# Source extract:
Reserve Bank governor Raghuram Rajan said the government has indicated it will support public sector banks. "Finance Minister Arun Jaitley has indicated he will support the public sector banks with capital infusions as needed. Our estimate is that the government support that has been indicated will suffice."
The fall in bank shares can partly be attributed to the recent volatility and turmoil seen in the markets, said Reserve Bank governor Raghuram Rajan, while speaking at the CII conference. But the other half of the reason is that some bank results, mainly public sector banks, have not been, to put it mildly, pretty, he added. This perhaps is on the back of the Asset Quality Review (AQR) conducted by the Reserve Bank, Rajan said.
The Bank Nifty on Thursday was down nearly 560 points or 3.8 percent to close at 14028.5 on a day when the Sensex shed 807 points to close at 22,952 and the Nifty tumbled 239 points to end at 6976. Both indices lost over 3 percent each.
While explaining the rationale behind the AQR, Rajan said a number of large projects in the economy have run into difficulty, resulting in loans to these project turning stressed, adding that the RBI started AQR to ensure that banks were taking proactive steps to clean up their balance sheets.
"For the loans that are of concern, the banks are attempting to regularize the loans that can be put back on track, and are classifying those that cannot for deeper surgery – and taking provisions in accordance with the degree of stress in the loan. They will also make provisions for loans that have weaknesses. Our intent is to have clean and fully provisioned bank balance sheets by March 2017," he said at the CII conference.
Furthermore, Rajan said the government too has indicated that it will support public sector banks. "Finance Minister Arun Jaitley has indicated he will support the public sector banks with capital infusions as needed. Our estimate is that the government support that has been indicated will suffice."
Talking about the size of the stressed asset problem, he said: "Our projections are that any breach of minimum core capital requirements by a small minority of public sector banks, in the absence of any recapitalization, will be small. They will need government equity or preference share infusion since they are typically banks that will find it difficult to raise equity in the markets." The governor also added that a few others will need a top up of their capital to ensure they have a reasonable buffer over and above minimum capital. He further went on to say that the RBI does not foresee any liquidity stress.
He also praised the government by saying that through the Indradhanush initiative, it has sent a clear signal that it wants to make sure that public sector banks, once healthy, stay healthy.
He signed off by saying that while profitability of some banks may be impaired in the short run, the system, once cleaned, will be able to support economic growth in a sustainable and profitable way.

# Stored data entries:

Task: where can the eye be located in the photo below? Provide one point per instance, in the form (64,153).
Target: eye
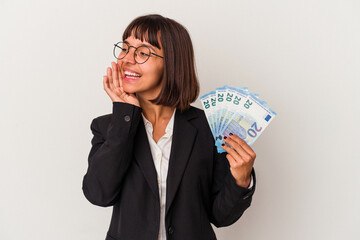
(143,54)
(124,49)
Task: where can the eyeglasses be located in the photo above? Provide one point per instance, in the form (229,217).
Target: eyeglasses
(141,53)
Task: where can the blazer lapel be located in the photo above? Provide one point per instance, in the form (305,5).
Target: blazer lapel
(144,158)
(183,138)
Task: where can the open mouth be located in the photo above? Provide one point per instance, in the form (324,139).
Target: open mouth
(131,75)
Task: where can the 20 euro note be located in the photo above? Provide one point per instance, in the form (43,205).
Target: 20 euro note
(233,104)
(208,102)
(251,121)
(238,111)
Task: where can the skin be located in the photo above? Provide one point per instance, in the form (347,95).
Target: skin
(121,89)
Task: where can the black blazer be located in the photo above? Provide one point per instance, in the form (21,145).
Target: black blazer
(200,188)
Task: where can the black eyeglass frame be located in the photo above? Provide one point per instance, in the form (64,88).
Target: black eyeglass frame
(117,45)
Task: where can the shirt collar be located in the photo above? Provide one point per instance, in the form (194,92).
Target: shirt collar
(169,128)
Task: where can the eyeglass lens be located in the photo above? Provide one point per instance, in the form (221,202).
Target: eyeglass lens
(141,53)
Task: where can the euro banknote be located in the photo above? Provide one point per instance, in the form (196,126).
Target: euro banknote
(238,111)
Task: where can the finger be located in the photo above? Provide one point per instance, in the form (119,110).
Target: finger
(243,144)
(107,87)
(235,146)
(115,75)
(231,160)
(121,74)
(232,152)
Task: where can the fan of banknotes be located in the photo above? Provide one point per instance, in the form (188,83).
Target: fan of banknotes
(238,111)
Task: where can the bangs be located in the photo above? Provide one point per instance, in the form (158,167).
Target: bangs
(145,29)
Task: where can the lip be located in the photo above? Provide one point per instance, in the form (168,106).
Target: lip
(130,70)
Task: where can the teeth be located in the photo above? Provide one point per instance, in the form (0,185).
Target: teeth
(132,74)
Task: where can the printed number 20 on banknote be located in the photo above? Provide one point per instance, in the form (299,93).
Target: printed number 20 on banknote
(237,111)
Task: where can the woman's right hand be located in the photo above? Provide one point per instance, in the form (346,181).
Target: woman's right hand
(113,87)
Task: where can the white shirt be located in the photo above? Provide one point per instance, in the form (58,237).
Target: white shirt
(160,152)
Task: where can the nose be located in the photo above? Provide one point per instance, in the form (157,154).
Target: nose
(130,56)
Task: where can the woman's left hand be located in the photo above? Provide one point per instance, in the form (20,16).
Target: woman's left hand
(241,158)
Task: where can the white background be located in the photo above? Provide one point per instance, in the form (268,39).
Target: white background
(302,57)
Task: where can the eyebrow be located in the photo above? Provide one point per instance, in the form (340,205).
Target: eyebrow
(146,45)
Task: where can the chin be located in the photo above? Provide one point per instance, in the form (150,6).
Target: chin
(129,89)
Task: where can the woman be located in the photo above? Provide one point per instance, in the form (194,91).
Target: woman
(153,159)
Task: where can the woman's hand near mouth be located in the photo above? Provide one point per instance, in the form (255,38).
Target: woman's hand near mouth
(113,87)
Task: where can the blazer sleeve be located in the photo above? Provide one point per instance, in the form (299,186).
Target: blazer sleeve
(229,200)
(110,154)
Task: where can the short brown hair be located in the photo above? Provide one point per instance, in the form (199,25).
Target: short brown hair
(180,86)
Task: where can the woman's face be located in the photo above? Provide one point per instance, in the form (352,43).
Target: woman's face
(147,81)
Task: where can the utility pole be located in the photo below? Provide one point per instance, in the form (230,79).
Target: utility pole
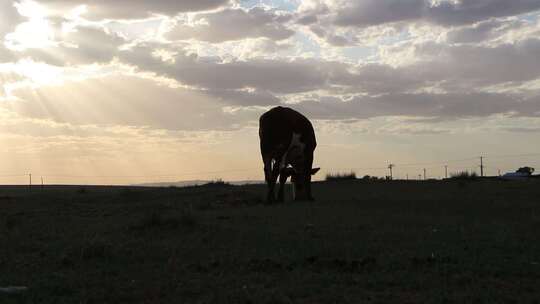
(391,166)
(481,166)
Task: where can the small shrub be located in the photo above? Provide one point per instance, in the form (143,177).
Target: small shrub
(340,176)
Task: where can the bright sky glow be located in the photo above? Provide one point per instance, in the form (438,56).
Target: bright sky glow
(126,91)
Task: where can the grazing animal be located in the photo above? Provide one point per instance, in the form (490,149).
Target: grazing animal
(287,145)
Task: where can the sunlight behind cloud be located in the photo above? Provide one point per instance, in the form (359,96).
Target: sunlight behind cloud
(35,33)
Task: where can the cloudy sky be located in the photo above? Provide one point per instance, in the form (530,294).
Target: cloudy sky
(131,91)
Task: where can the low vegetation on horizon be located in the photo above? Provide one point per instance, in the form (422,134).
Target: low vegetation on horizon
(401,242)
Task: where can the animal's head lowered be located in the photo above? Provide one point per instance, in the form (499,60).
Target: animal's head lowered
(301,180)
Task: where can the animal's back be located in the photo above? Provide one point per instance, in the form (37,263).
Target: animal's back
(276,128)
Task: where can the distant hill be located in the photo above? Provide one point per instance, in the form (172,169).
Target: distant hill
(196,183)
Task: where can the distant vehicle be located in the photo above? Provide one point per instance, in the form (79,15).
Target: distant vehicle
(521,174)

# Exercise brief:
In the report on Raghuram Rajan's remarks about public sector banks, by when does the RBI intend to have clean and fully provisioned bank balance sheets? These lines come from a different source than the text.

# Exercise response:
By March 2017.